··· Records for processing ···

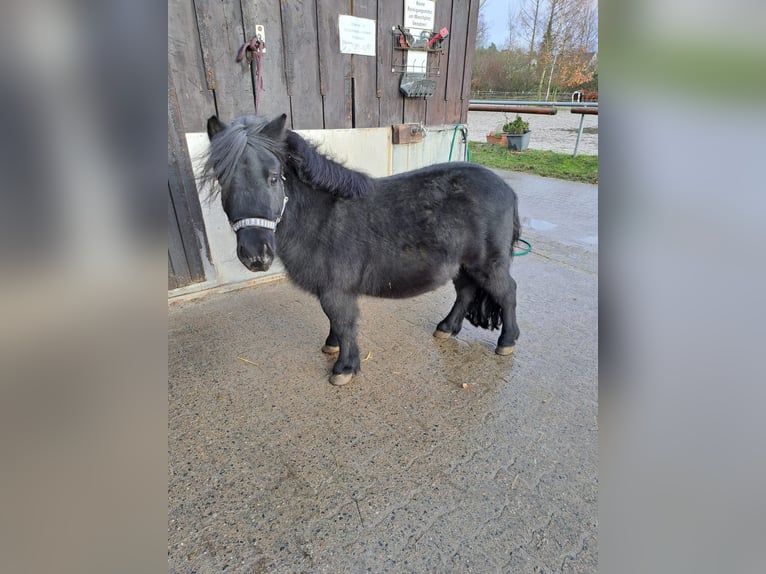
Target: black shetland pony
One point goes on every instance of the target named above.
(341, 234)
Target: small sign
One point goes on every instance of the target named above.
(357, 35)
(419, 14)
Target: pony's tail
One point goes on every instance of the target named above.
(483, 311)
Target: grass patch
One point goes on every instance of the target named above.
(546, 163)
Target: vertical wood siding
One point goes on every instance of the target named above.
(303, 75)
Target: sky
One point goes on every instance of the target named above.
(496, 12)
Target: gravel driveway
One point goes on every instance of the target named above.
(556, 133)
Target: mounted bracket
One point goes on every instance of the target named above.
(416, 85)
(261, 35)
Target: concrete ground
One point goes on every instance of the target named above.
(439, 457)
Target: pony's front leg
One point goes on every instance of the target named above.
(342, 311)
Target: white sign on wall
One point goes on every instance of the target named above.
(419, 14)
(357, 35)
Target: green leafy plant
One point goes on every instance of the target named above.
(517, 126)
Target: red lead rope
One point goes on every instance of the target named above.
(254, 50)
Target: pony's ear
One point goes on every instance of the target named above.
(275, 129)
(214, 126)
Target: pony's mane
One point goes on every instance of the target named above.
(227, 147)
(311, 167)
(316, 170)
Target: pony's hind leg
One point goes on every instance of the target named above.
(502, 288)
(342, 311)
(465, 288)
(331, 344)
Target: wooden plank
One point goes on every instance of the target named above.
(436, 105)
(221, 36)
(364, 70)
(470, 49)
(176, 255)
(414, 110)
(273, 99)
(185, 62)
(172, 281)
(390, 13)
(183, 192)
(456, 61)
(335, 82)
(299, 33)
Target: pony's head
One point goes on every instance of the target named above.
(246, 159)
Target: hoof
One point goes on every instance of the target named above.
(341, 379)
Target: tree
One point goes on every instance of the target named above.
(482, 28)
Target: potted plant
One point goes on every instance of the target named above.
(497, 136)
(517, 133)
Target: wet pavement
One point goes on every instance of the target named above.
(439, 457)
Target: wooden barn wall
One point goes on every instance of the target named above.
(303, 74)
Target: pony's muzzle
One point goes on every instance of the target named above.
(259, 259)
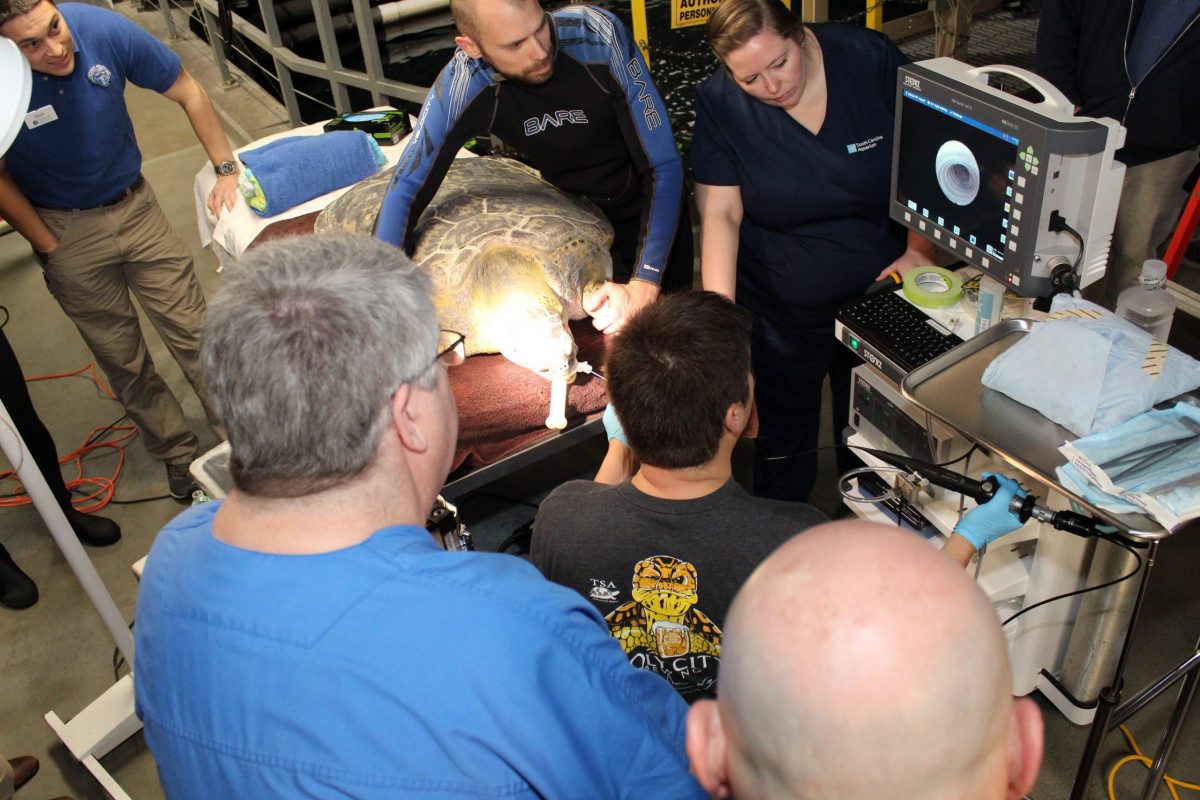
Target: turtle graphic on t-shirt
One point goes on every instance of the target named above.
(661, 618)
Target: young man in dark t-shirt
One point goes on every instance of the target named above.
(663, 554)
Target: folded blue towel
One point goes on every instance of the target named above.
(294, 169)
(1089, 370)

···

§ Stated exercise: Reproduce every one of the lines above verbatim, leaving the pictures out.

§ Answer to this task:
Target: black shetland pony
One point goes on every instance of the target named above.
(341, 234)
Target: small sign
One point goes on every instance of the target named above.
(357, 35)
(419, 14)
Target: pony's tail
One point goes on every instance of the target named above.
(483, 311)
Target: grass patch
One point goes on every instance of the target named above.
(546, 163)
Target: vertical wood siding
One point goes on every instance of the target named above.
(303, 75)
Target: sky
One point goes on every instance of the target named above.
(496, 12)
Target: gravel driveway
One point goes on every instance of the target named above.
(556, 133)
Target: mounted bracket
One point goes on every instance of the target named above.
(416, 85)
(261, 35)
Target: concrete ground
One point goes on every instance of the target named above.
(439, 457)
Target: pony's front leg
One point goes on every instance of the target named above.
(342, 311)
Target: white sign on wall
One point goes on every instance of the target named above.
(419, 14)
(357, 35)
Target: green leafy plant
One point goes on every instance of the target named above.
(517, 126)
Target: red lead rope
One point goes on every instance of the target named above.
(254, 50)
Target: pony's ear
One point goes on every instance of the target named above.
(275, 129)
(214, 126)
Target: pony's mane
One point goes on every instance of the target named above.
(227, 147)
(311, 167)
(316, 170)
Target: pony's hind leg
One point goes on every instance of the target named above.
(502, 288)
(342, 311)
(465, 288)
(331, 344)
Target: wooden plank
One point goes on every instance of the target named above.
(436, 105)
(221, 36)
(364, 70)
(470, 49)
(176, 255)
(414, 110)
(273, 99)
(185, 62)
(172, 281)
(390, 13)
(183, 192)
(456, 61)
(335, 82)
(299, 33)
Target: pony's head
One point goes on every instance of the target named above.
(246, 159)
Target: hoof
One point goes on every instance of the target named above.
(341, 379)
Target: tree
One point goes on every instance of the target named above.
(482, 28)
Target: potted plant
One point goes on every instance of the target named above.
(497, 136)
(517, 133)
Target: wet pavement
One point goes on every instance of the target named above.
(439, 457)
Target: wooden barn wall
One point goes on every instance of the target named above.
(303, 74)
Target: pony's muzzle
One point goes on every instance of the target named above.
(259, 259)
Target: turtle graphic on t-shirt
One point goes on every instance of the target named above.
(661, 618)
Target: young man in dark t-shirt
One point goes on every instance of the target named above.
(663, 554)
Target: folded blue towel
One point goes on every instance of the target named above.
(294, 169)
(1089, 370)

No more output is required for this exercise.